Вокруг делегатов Смольного стали собираться люди в бушлатах, как потревоженные осы; разговор сразу пошёл на повышенных тонах. Кто, да зачем, да откуда. Обстановка быстро накалялась.

Бонч-Бруевич продолжает:

«В это время, лёгкой походкой, высокий и стройный, подходил ко мне хорошо мне знакомый матрос Железняков, который оказался здесь председателем комитета части. <…>

Я отвёл его в сторону и показал ему предписание Владимира Ильича. Он смутился.

– Вам это известно?

– Да, но откуда вы могли это узнать? Это наша братва балует, говорил им – до добра не доведёт… <…>

Железняков тотчас же послал матросов найти комитетчиков и представителя судебно-следственной части, и мы все вошли в большую залу, где почти посередине тянулись в один ряд длинные столы.

Весть о нашем прибытии разнеслась по экипажу, и со всех сторон стали поодиночке и группами выкатываться матросы, большинство вооружённые револьверами. Громко разговаривая, выкрикивая и насвистывая, двигались они группами по залу. Многие из них были, очевидно, сильно под хмельком. <…>

Я сказал, что надо начинать. Железняков ударил в ладоши и звонко, и отчётливо, и повелительно – он был прирождённым вождём – сказал:

– Товарищи, займите места! (Разговоры прекратились.) Начинается заседание».

Далее разворачивается престранное действо: член правительства пытается судить матросов за самоуправство; матросы ухмыляются и ёрничают; собрание вот-вот превратится то ли в балаган, то ли в митинг, а может, и во что похуже. Наконец приводят арестованных офицеров, дрожащих от страха и холода (их держали, как видно, где-то в подвале или в сарае: «Весь день сидел в холоде, не ел ничего», – стуча зубами, говорит один из них, молодой поручик). Выясняется, понятное дело, что никто ни в чём не виноват, просто попались на глаза матросам, не понравились им – и всё тут. Бонч-Бруевичу удалось-таки уговорить «братков» передать арестованных в Смольный, на чём «заседание» завершилось, и гости в сопровождении хозяев отправились в соседнюю комнату – дискутировать о социализме и анархизме. Дискуссия проходила, однако, в обстановке весьма своеобразной.

Задание: Определите, согласуются ли с отрывком три утверждения: 1. Железняков оказался председателем комитета части. 2. Матросы выходили в залу без оружия. 3. Арестованных офицеров отпустили домой прямо с заседания. Для каждого утверждения ответьте «да» или «нет» и дословно приведите слова отрывка, которые это решают.

Перечень записей:
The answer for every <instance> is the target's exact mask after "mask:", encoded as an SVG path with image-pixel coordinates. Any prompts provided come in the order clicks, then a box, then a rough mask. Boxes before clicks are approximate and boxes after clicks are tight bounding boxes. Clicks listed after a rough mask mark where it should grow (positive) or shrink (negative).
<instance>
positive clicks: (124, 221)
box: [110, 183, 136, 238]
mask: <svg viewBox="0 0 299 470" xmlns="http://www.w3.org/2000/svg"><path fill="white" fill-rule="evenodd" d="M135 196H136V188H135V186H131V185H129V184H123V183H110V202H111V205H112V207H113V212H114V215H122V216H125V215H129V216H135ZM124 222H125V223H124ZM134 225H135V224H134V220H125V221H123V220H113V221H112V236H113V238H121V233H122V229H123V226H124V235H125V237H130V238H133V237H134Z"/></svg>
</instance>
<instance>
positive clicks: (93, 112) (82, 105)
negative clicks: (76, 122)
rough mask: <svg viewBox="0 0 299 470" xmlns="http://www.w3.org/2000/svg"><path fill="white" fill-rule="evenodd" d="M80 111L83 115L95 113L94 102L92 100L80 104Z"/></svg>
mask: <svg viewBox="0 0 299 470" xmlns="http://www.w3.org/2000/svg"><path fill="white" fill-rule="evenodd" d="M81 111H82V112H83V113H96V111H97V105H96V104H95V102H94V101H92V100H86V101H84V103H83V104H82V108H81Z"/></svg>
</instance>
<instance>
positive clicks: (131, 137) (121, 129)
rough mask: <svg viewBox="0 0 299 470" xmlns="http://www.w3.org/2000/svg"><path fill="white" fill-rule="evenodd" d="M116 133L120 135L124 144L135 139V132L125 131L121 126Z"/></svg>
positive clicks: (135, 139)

==

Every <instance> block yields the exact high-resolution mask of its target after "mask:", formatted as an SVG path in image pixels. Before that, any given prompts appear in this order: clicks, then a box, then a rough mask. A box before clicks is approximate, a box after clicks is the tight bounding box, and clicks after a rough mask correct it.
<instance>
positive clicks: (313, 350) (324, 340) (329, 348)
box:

--

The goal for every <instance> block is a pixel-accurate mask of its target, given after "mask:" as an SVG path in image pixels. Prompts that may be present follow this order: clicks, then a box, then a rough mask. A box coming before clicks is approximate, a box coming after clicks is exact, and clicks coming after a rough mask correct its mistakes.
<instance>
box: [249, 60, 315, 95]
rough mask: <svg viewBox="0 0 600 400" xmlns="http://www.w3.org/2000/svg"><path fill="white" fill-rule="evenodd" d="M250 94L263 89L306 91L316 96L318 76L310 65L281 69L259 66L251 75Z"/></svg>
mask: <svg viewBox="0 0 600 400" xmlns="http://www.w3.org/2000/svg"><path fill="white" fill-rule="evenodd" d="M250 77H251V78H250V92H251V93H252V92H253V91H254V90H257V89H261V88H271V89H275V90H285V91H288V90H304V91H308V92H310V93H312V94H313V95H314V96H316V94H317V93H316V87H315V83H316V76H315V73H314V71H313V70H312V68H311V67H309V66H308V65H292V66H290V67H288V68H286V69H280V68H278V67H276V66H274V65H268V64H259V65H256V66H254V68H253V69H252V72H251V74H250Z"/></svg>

Результат выполнения:
1. Да: «который оказался здесь председателем комитета части».
2. Нет: «большинство вооружённые револьверами».
3. Нет: «Бонч-Бруевичу удалось-таки уговорить «братков» передать арестованных в Смольный».